Extracted text:

** START **

Five teams representing each of the power five conferences will consist of players from those respective conferences: ACC, Big 12, Big Ten, Pac-12, and SEC. A sixth team of “wild card” players will be comprised of players from the Group of Five or below. This year’s wild card players will come from the Mountain West Conference (Utah State QB Jordan Love, Boise State DE Curtis Weaver), Conference USA (FAU TE Harrison Bryant) and the South Atlantic Conference of Division 2 (Lenoir-Rhyne S Kyle Dugger).

The individual events included in the competition are a quarterback accuracy contest, obstacle course, strength challenge, and a hands competition. A team event will complete the overall event.

** END **

Data entries:

** START **

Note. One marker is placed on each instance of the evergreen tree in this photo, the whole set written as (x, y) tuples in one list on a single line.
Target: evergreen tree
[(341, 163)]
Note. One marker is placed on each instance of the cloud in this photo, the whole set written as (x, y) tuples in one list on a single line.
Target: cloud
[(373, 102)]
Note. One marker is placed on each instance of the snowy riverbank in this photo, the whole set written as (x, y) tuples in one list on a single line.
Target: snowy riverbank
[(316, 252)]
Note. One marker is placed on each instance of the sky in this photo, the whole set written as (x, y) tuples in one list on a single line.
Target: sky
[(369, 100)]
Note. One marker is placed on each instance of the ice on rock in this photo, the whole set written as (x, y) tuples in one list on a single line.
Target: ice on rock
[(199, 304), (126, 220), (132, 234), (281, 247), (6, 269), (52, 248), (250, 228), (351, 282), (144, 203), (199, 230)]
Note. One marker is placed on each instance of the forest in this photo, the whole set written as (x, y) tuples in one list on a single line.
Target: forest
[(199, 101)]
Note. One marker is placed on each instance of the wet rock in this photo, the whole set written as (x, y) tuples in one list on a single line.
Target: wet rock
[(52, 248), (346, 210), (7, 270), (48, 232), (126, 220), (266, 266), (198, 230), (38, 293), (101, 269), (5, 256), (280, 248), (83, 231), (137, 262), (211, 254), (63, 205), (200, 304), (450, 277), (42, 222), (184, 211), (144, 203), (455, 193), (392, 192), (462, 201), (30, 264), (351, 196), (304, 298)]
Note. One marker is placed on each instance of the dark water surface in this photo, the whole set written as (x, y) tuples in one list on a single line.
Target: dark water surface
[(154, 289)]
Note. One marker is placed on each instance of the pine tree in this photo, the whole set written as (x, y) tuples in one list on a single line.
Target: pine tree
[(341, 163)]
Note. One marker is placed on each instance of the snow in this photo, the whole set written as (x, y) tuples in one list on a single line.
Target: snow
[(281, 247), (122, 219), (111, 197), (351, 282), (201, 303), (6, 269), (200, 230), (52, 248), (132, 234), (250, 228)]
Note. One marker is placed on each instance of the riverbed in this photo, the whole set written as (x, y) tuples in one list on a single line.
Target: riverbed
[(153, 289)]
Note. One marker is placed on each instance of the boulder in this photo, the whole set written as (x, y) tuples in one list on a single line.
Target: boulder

** END **

Problems:
[1] Translate this sentence from the football skills competition text into Spanish: "A team event will complete the overall event."
[2] From the football skills competition text, copy the words between "Five teams representing" and "S Kyle Dugger).", inclusive.

Exercise results:
[1] Un evento por equipos completará el evento general.

[2]
Five teams representing each of the power five conferences will consist of players from those respective conferences: ACC, Big 12, Big Ten, Pac-12, and SEC. A sixth team of “wild card” players will be comprised of players from the Group of Five or below. This year’s wild card players will come from the Mountain West Conference (Utah State QB Jordan Love, Boise State DE Curtis Weaver), Conference USA (FAU TE Harrison Bryant) and the South Atlantic Conference of Division 2 (Lenoir-Rhyne S Kyle Dugger).